==== Data records

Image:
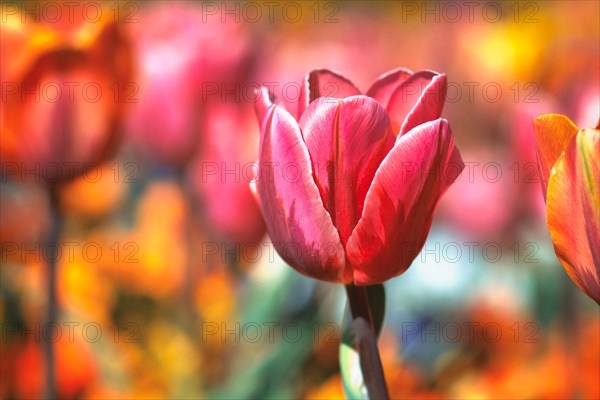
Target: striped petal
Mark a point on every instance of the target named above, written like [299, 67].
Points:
[324, 83]
[347, 139]
[553, 133]
[400, 203]
[298, 224]
[418, 99]
[573, 210]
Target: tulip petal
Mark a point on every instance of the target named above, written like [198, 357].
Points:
[324, 83]
[347, 139]
[264, 100]
[384, 87]
[299, 226]
[553, 133]
[419, 99]
[400, 203]
[573, 211]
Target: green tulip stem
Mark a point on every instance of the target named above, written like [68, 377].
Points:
[52, 305]
[365, 342]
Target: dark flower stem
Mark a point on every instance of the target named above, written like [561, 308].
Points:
[365, 342]
[52, 306]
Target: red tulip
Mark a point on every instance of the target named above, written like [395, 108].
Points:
[59, 112]
[359, 176]
[570, 171]
[221, 172]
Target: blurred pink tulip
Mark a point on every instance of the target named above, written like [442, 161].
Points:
[222, 171]
[368, 173]
[181, 59]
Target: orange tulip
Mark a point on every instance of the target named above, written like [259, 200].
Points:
[62, 98]
[569, 163]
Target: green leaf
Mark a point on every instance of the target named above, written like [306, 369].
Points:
[352, 377]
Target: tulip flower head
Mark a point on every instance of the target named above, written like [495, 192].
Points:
[59, 115]
[568, 160]
[349, 189]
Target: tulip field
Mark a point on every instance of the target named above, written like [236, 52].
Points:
[300, 200]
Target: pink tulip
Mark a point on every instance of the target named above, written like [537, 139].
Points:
[222, 169]
[180, 57]
[348, 191]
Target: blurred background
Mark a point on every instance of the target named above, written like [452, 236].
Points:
[128, 137]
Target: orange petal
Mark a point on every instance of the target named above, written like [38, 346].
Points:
[573, 211]
[553, 133]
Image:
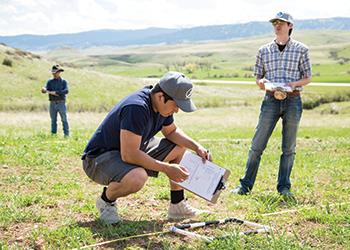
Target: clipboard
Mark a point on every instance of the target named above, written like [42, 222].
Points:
[272, 86]
[206, 180]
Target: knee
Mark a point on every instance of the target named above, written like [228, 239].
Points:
[256, 151]
[179, 152]
[139, 177]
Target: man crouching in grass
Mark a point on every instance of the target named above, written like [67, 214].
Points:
[123, 151]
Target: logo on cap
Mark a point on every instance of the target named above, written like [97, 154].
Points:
[189, 93]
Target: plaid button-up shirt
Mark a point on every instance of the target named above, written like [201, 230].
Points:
[290, 65]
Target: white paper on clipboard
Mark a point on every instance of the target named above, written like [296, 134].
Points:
[272, 86]
[203, 178]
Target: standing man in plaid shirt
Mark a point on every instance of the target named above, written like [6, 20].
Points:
[286, 61]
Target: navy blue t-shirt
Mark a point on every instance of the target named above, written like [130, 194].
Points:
[134, 113]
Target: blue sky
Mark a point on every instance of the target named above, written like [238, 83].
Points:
[69, 16]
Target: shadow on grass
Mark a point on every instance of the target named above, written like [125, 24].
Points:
[126, 232]
[273, 202]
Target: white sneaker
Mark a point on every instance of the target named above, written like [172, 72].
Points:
[183, 210]
[108, 211]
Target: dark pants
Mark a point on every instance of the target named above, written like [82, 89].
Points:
[109, 166]
[272, 110]
[59, 107]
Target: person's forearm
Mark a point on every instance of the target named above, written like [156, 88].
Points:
[180, 138]
[301, 82]
[142, 159]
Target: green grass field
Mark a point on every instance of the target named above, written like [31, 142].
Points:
[47, 202]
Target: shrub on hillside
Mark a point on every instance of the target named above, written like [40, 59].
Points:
[7, 62]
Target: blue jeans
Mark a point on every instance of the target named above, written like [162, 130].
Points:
[59, 107]
[290, 110]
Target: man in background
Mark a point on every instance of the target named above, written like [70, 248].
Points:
[57, 88]
[285, 61]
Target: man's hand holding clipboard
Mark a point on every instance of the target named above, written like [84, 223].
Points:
[206, 179]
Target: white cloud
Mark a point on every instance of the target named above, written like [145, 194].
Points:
[67, 16]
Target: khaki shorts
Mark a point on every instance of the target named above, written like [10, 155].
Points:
[109, 166]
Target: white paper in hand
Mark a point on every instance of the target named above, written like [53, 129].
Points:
[272, 86]
[203, 177]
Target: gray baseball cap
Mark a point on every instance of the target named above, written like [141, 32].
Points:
[179, 87]
[283, 16]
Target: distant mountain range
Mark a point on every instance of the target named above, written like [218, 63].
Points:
[161, 35]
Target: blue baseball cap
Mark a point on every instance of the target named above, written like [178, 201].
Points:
[283, 16]
[179, 88]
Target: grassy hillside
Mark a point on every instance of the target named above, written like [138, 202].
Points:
[21, 84]
[47, 202]
[329, 51]
[96, 91]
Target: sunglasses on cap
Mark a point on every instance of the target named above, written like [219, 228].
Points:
[276, 22]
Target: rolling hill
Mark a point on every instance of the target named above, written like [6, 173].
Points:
[162, 35]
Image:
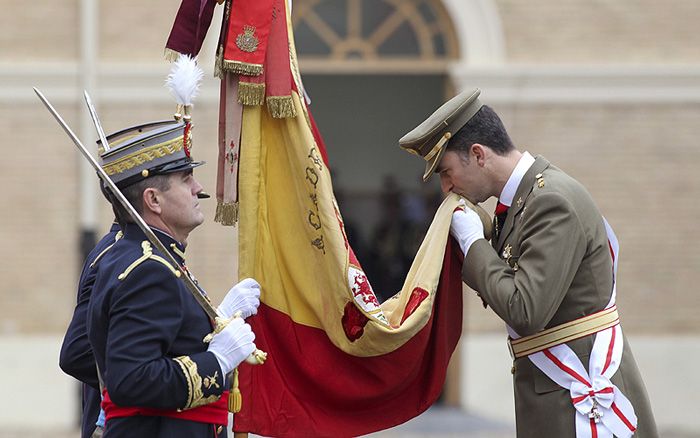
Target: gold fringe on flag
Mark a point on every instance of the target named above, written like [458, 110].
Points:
[235, 398]
[226, 213]
[242, 68]
[170, 55]
[251, 93]
[219, 63]
[281, 107]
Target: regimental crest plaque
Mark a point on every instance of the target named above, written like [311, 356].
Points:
[247, 41]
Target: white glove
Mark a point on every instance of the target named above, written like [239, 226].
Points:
[466, 227]
[232, 345]
[243, 297]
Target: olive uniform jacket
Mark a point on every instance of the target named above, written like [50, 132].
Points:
[551, 265]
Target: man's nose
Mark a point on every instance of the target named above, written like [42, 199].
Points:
[196, 187]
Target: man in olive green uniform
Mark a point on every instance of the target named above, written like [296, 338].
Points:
[549, 273]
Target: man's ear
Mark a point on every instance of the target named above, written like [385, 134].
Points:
[479, 152]
[151, 200]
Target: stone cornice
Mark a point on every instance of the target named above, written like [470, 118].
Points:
[504, 84]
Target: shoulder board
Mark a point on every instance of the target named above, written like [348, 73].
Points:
[104, 251]
[539, 180]
[148, 255]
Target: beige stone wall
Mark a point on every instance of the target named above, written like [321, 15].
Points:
[40, 223]
[601, 31]
[640, 165]
[44, 30]
[639, 162]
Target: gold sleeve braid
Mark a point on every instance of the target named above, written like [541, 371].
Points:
[195, 395]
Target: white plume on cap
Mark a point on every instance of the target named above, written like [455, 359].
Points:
[184, 79]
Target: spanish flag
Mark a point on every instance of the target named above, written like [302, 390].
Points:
[339, 362]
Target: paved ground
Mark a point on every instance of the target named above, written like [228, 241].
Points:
[435, 423]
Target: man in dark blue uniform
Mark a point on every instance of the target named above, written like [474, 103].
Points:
[76, 358]
[145, 328]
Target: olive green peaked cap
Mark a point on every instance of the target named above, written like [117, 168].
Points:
[429, 139]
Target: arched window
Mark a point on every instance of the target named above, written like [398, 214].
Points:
[373, 34]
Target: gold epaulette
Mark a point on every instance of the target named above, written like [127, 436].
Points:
[118, 236]
[148, 254]
[540, 180]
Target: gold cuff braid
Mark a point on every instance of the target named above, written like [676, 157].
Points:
[195, 395]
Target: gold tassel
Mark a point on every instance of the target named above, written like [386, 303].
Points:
[251, 93]
[170, 55]
[226, 213]
[242, 68]
[281, 107]
[235, 398]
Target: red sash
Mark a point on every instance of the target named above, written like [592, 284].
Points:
[213, 413]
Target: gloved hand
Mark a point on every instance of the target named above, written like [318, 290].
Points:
[466, 227]
[243, 297]
[232, 345]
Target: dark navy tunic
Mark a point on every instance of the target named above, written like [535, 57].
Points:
[146, 331]
[76, 357]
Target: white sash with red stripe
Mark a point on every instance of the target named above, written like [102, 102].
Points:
[601, 408]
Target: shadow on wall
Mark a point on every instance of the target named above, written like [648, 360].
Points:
[385, 229]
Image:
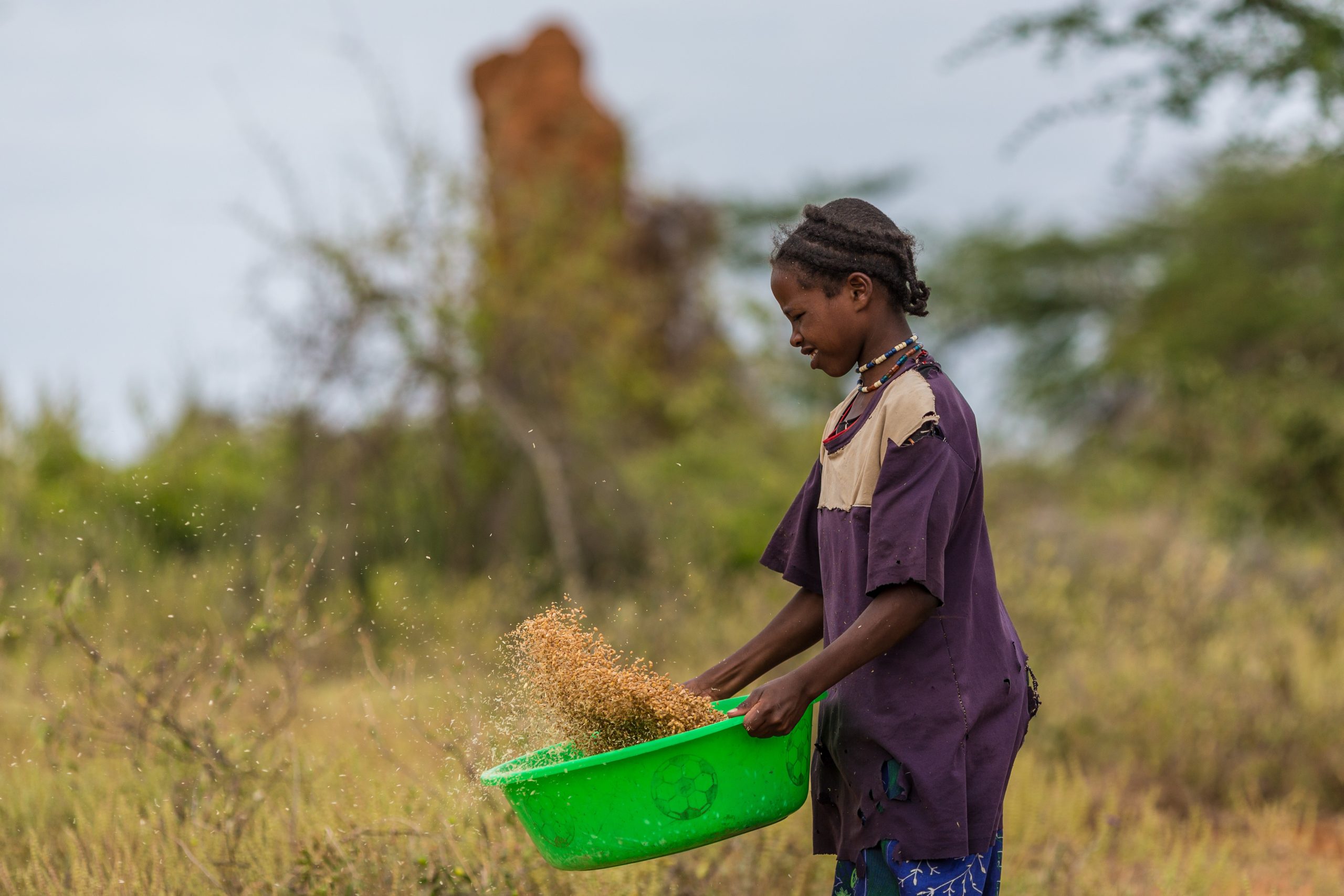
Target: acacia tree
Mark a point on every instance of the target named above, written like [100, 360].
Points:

========

■ Work instructions
Repeat each line of the records above exactly, but do not copy the pictures.

■ Right answer
Image:
Target: striped petal
Mark a point on every instance of the target named above, written like [299, 67].
Points:
[324, 83]
[347, 139]
[553, 133]
[400, 203]
[298, 224]
[418, 99]
[573, 210]
Target: tulip petal
Mark a point on every instance of the target named above, written like [198, 357].
Points:
[324, 83]
[347, 139]
[264, 100]
[384, 87]
[299, 226]
[553, 133]
[419, 99]
[400, 203]
[573, 211]
Target: green tulip stem
Mark a point on every instance of the target named above, written like [68, 377].
Points:
[52, 305]
[365, 342]
Target: dark flower stem
Mark a point on every instance of the target named above, written like [561, 308].
Points:
[365, 342]
[52, 306]
Target: red tulip
Mark a point on every instance of the target named above, written like [395, 108].
Points:
[59, 112]
[359, 176]
[570, 171]
[221, 172]
Target: blurred pink tulip
Mark a point on every instance of the target named above, written like [442, 161].
Points:
[222, 171]
[368, 173]
[181, 59]
Target: orange tulip
Mark a point on every instance of the target named above, written like [259, 200].
Points:
[62, 98]
[569, 163]
Target: green leaf
Mark a point on every instance of the target named above, written like [306, 369].
Points:
[352, 377]
Target: tulip flower head
Mark a point on every instance of the target named above, written like [495, 192].
Points:
[59, 115]
[568, 160]
[349, 189]
Target: tulip field
Mark a point on every instance of the target named above, written like [236, 52].
Points:
[300, 200]
Target: pink tulip
Mark a point on every instance of the target named above, written like [537, 139].
Points:
[222, 169]
[180, 57]
[348, 191]
Target: blurred background
Mark a point on every instance of the target named above, written like [452, 236].
Points:
[128, 137]
Target: orange petal
Mark a point on every instance of the target named above, written like [38, 346].
Points:
[573, 211]
[553, 133]
Image:
Target: clipboard
Mark a point on every instance of the target named above, written like [42, 222].
Points:
[272, 86]
[206, 180]
Target: knee
Mark a point on every instance of the target named above, written like [228, 239].
Points:
[256, 151]
[179, 152]
[139, 177]
Target: man crouching in grass
Mark a point on every instance of the target named above, written like [67, 214].
Points:
[123, 151]
Target: logo on cap
Mark a point on every instance of the target named above, written like [97, 154].
Points:
[189, 93]
Target: plaid button-up shirt
Mark a point on every instance of the target named above, written like [201, 230].
Points:
[290, 65]
Target: white paper on clipboard
Mark a point on every instance of the target named above, written like [296, 134].
Points:
[272, 86]
[203, 178]
Target: standing man in plaid shirt
Mark a point on every instance of the target named above, written like [6, 20].
Points:
[286, 61]
Target: navy blue t-shirt
Mark a point on every instance of the target named above, written like [130, 194].
Points:
[134, 113]
Target: blue sky
Mark a point on every instance of the target named above, written like [238, 83].
Points:
[69, 16]
Target: shadow on grass
Mark a point on every instance of the target named above, written like [125, 24].
Points:
[126, 232]
[273, 202]
Target: white sneaker
Mark a point on every instance of the target named above, written like [172, 72].
Points:
[183, 210]
[108, 211]
Target: dark pants
Mark a point on every instance of the target named above, written like [82, 89].
Points:
[109, 166]
[272, 110]
[59, 107]
Target: person's forearm
Mark a point on every instance of the target named above, written like [156, 88].
Points:
[180, 138]
[301, 82]
[142, 159]
Target: green grass field
Mark a point on every instance of the target named above, written like [31, 142].
Points:
[47, 202]
Target: shrub on hillside
Mark a point on every instance of the target named above, written like [40, 59].
Points:
[7, 62]
Target: blue jeans
Mark a point on every instance of the target named above, written like [162, 130].
Points:
[59, 107]
[290, 110]
Target: man in background
Mark a point on every instance of the target named above, written like [70, 248].
Points:
[57, 88]
[285, 61]
Target: man's hand holding clipboard
Mark a point on every instance of the target named above, written like [84, 223].
Points:
[206, 179]
Target: white cloud
Mark a point on every instance of the target named above, written like [145, 194].
Points:
[67, 16]
Target: khaki shorts
Mark a point on every instance of the target named above, written like [10, 155].
Points:
[109, 166]
Target: white paper in hand
Mark a point on every instance of the target named above, written like [53, 129].
Points:
[272, 86]
[203, 177]
Target: gray baseball cap
Mark a point on every instance of the target named above, written like [141, 32].
Points:
[179, 87]
[283, 16]
Target: distant mountain range
Mark a point on every instance of the target named above, written like [218, 63].
Points:
[161, 35]
Target: blue baseball cap
Mark a point on every instance of the target named above, written like [178, 201].
Points:
[283, 16]
[179, 88]
Target: grassy hillside
Mark a point on every instance of the target named above, written like [138, 202].
Points:
[21, 84]
[47, 202]
[329, 51]
[96, 91]
Target: sunglasses on cap
Mark a point on every instance of the target named above, written like [219, 228].
Points:
[276, 22]
Target: rolling hill
Mark a point on every instance of the target named above, written like [6, 173].
Points:
[162, 35]
Image:
Target: gold fringe on flag
Mark a point on every instance of the target named above, written like [458, 110].
Points:
[235, 398]
[226, 213]
[242, 68]
[170, 55]
[251, 93]
[219, 63]
[281, 107]
Target: regimental crest plaque
Mark a point on every instance of the target named above, written like [311, 356].
Points:
[247, 41]
Target: white glove
Mark a point on every instance of the target named above, written like [239, 226].
Points:
[466, 227]
[232, 345]
[243, 297]
Target: olive uniform jacket
Mark a point on every instance of the target named above, written like [50, 132].
Points:
[551, 265]
Target: man's nose
Mark a point on every instance of the target named above, written like [42, 199].
Points:
[196, 187]
Target: man in olive green uniform
Mark a point on every instance of the target named above, written like [296, 338].
Points:
[549, 273]
Target: man's ear
Mark a point on every instance of the target named above, written like [385, 134].
Points:
[479, 152]
[151, 200]
Target: stone cornice
Mark a point on every instance of the target named above, written like [470, 118].
Points:
[504, 84]
Target: shoulder board
Mark a point on every instance of the target named above, written like [348, 73].
Points:
[104, 251]
[539, 180]
[148, 255]
Target: beige stone wall
Mark a point on every instance of the target named above, written like [321, 15].
Points:
[40, 223]
[601, 31]
[640, 165]
[44, 30]
[639, 162]
Target: gold sleeve braid
Mark a point on every instance of the target named above, written like [541, 371].
Points:
[195, 395]
Target: white plume on cap
Mark a point on every instance of the target named above, written like [455, 359].
Points:
[184, 79]
Target: spanish flag
Mark a point on every instance of the target named above, written like [302, 390].
Points:
[339, 362]
Target: paved ground
Mark a point on every instance of the target named above, written like [228, 241].
Points:
[435, 423]
Target: man in dark blue uniform
Mark a point on every instance of the target named above, written like [474, 103].
Points:
[76, 358]
[145, 328]
Target: olive green peaked cap
Mark a point on every instance of the target named above, written like [117, 168].
Points:
[429, 139]
Target: arched window
Mark a point on every instance of the target named above, written like [398, 214].
Points:
[373, 34]
Target: gold epaulette
Mark a point on every instance of the target named above, written like [127, 436].
Points:
[118, 236]
[148, 254]
[540, 180]
Target: gold cuff braid
Mark a point on every instance of the target named above, written like [676, 157].
Points:
[195, 395]
Target: gold tassel
Mark a point on every instance of the target named above, written like [386, 303].
Points:
[251, 93]
[170, 55]
[226, 213]
[242, 68]
[281, 107]
[235, 398]
Target: red sash
Mark a point on every instance of the target named above, written like [592, 284].
Points:
[213, 413]
Target: gloved hand
Mark a point on every instance of the target named above, written like [318, 290].
Points:
[466, 227]
[243, 297]
[232, 345]
Target: dark navy tunic
Mark a point on every instance of the target named above, written like [535, 57].
Points:
[146, 331]
[76, 357]
Target: white sash with red stripe
Mark a point on every instance of the target named above, written like [102, 102].
Points:
[601, 408]
Target: shadow on wall
Mark a point on every instance of the target named above, written like [648, 360].
Points:
[385, 229]
Image:
Target: acacia tree
Mark a point on every instance of the target named above, written like [100, 360].
Points:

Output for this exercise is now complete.